Supplied passage>
━━━━
Without the context manager you could write:

    def read_multiple(*filenames):
        for filename in filenames:
            f = open(filename)
            yield f.read()
            f.close()

Which also only leaks one file descriptor. The point of the with
statement is that this was considered unsatisfactory but when you
yield from a with statement the advantage of with is lost.

In fact if you're happy depending on garbage collection for cleanup
then you can write this more conveniently:

def read_multiple(*filenames):
    for filename in filenames:
        yield open(filename).read()

Or even:

for text in (open(filename).read() for filename in filenames):
    # stuff

In any case saying that you only leak one file descriptor misses the
point. The with statement can do many different things and it's
purpose is to guarantee *without depending on garbage collection* that
the __exit__ method will be called. Yielding from the with statement
circumvents that guarantee.

>> I believe all possible cases where one would yield inside a context manager
>> can be covered by saving anything required from the context manager and then
>> yielding the results outside. Therefore, I propose making a "yield" inside a
>> with block become a SyntaxError.
>
> What about this:
>
>     def read_words(*filenames):
>          for filename in filenames:
>              with open(filename) as f:
>                  for line in f:
>                      yield from line.split()
>
> It'll read from a series of files and yield individual words (ignoring
> annoying little things like punctuation and hyphenation for the sake
> of simplicity). You are assuming that every yield-inside-with is a
> *single* yield.

Actually the general way to solve this problem is to move all context
managers out of iterators/generators. Instead of a helper generator
what you really want in this situation is a helper context manager. I
think the reason this isn't always used is just because it's a bit
harder to write a context manager than a generator e.g.:

from contextlib import contextmanager

@contextmanager
def open_cat_split(*filenames):
    f = None
    def get_words():
        nonlocal f
        for filename in filenames:
            with open(filename) as f:
                for line in f:
                    yield from line.split()
        else:
            f = None
    try:
        yield get_words()
    finally:
        if f is not None:
            f.close()

Then you can do:

with open_cat_split('file1.txt', 'file2.txt') as words:
    for word in words:
        print(word)
━━━━
Jobs>
**a)** List every distinct function name defined with def in the Python discussion about yield inside with blocks.
**b)** According to the Python discussion about yield inside with blocks, which method does the with statement guarantee will be called without depending on garbage collection?
**c)** Extend the Python discussion about yield inside with blocks beyond its final line.
The rows after this point aren't needed.

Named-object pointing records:
━━━━
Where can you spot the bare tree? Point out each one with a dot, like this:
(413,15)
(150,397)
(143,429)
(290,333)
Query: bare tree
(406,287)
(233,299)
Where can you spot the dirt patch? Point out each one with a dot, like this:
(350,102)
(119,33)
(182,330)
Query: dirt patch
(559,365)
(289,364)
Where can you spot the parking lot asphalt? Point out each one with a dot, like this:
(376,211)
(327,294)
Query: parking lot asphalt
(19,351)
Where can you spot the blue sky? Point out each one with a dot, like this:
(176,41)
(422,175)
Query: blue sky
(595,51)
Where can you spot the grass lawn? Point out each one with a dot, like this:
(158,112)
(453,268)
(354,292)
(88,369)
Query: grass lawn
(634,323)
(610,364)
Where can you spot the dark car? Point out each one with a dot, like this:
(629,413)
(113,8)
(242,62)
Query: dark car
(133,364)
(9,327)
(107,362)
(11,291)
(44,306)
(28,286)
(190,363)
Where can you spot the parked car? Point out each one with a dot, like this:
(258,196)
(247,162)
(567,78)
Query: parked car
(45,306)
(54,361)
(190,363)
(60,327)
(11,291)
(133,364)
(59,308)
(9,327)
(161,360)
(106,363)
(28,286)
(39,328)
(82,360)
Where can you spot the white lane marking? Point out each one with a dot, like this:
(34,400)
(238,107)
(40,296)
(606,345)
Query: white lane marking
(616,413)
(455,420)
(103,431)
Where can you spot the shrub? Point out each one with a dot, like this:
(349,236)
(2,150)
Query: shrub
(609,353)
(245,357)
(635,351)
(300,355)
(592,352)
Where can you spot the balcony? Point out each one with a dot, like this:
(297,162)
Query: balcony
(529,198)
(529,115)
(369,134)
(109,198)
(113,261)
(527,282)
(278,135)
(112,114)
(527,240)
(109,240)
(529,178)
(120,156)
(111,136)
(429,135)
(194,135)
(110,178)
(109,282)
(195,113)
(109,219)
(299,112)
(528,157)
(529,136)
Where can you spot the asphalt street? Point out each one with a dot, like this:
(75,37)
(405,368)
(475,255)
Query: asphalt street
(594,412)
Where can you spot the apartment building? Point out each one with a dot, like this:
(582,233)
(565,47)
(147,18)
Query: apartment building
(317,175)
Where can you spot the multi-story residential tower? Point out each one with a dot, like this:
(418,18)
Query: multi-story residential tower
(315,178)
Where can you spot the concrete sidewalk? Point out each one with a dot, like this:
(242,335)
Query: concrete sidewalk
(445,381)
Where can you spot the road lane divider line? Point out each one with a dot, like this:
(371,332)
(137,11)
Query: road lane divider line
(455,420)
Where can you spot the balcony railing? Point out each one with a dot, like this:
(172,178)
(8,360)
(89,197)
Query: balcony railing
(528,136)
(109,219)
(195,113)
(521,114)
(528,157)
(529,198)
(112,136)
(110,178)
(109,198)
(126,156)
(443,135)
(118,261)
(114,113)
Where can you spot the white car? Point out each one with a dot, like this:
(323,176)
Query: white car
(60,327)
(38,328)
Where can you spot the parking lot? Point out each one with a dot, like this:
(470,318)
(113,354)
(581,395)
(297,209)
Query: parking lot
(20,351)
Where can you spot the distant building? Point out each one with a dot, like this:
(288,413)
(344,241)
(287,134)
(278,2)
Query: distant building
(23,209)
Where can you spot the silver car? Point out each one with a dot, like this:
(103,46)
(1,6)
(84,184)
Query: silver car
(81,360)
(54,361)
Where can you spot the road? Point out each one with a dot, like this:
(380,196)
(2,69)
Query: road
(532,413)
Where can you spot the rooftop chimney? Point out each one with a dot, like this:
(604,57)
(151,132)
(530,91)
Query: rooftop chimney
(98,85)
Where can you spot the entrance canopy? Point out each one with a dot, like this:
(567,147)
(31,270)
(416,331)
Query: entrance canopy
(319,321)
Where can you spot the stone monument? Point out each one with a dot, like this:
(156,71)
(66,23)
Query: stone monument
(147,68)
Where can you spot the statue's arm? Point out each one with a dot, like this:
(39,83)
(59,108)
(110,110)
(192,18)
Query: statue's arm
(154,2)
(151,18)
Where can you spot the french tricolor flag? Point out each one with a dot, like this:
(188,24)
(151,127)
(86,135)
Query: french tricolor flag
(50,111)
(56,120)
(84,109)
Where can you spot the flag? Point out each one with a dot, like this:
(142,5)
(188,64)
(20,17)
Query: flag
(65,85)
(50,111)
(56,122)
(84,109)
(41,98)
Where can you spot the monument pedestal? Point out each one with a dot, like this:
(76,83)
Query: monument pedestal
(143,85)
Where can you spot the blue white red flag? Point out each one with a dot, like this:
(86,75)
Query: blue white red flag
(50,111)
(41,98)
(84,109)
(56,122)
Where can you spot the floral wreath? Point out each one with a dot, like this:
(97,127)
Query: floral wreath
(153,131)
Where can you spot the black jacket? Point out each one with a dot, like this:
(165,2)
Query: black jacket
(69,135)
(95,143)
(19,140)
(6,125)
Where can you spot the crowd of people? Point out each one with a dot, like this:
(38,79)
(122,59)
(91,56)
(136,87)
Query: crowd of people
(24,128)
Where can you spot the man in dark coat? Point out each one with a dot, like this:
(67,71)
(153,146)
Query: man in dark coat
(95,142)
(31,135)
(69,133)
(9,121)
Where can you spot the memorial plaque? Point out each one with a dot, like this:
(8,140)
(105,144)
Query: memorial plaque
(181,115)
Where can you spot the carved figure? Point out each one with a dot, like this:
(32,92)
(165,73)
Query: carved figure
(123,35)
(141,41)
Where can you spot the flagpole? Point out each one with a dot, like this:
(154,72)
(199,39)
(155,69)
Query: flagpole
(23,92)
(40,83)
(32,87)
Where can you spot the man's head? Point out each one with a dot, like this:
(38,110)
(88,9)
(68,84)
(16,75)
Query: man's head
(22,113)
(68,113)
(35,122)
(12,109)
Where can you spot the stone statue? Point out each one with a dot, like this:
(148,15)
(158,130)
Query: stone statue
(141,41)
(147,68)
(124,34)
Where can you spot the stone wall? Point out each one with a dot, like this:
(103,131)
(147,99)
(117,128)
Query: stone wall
━━━━
Exercise responses>
**a)** read_multiple, read_words, open_cat_split, get_words

**b)** The __exit__ method.

**c)**
I am not sure exactly what the best primitive would be to make this
sort of thing easier. I most often see examples of this when someone
wants to process multiple files concatenated. The stdlib fileinput
module has a context manager that *almost* works:
https://docs.python.org/3.7/library/fileinput.html#fileinput.input

The corner case that isn't handled correctly by fileinput.input is
that when the list of filenames is empty it uses sys.argv or stdin
which is unlikely to be what someone wants in most of these
situations. You could fix that with

from contextlib import contextmanager
import fileinput

def open_cat(*filenames):
    if not filenames:
        @contextmanager
        def dummy():
            yield ()
        return dummy()
    else:
        return fileinput.input(filenames)

And with that you could do:

def map_split(strings):
    for string in strings:
        yield from string.split()

with open_cat('file1.txt', 'file2.txt') as lines:
    for word in map_split(lines):
        print(word)

Perhaps actually what is wanted is a more generic contextlib helper. I
guess ExitStack is intended for this sort of thing but it's a bit
unwieldy to use:
https://docs.python.org/3.7/library/contextlib.html#contextlib.ExitStack

We can use ExitStack to make something more convenient though:

from contextlib import ExitStack, contextmanager

@contextmanager
def map_with(func, iterable):
    stack = ExitStack()
    def g():
        for arg in iterable:
            stack.close()
            iterable_cm = func(arg)
            stack.push(iterable_cm)
            yield iterable_cm
    with stack:
        yield g()

The you can do something like:

def cat_split(files):
    for f in files:
        for line in f:
            yield from line.split()

with map_with(open, ['file1.txt', 'file2.txt']) as files:
    for word in cat_split(files):
        print(word)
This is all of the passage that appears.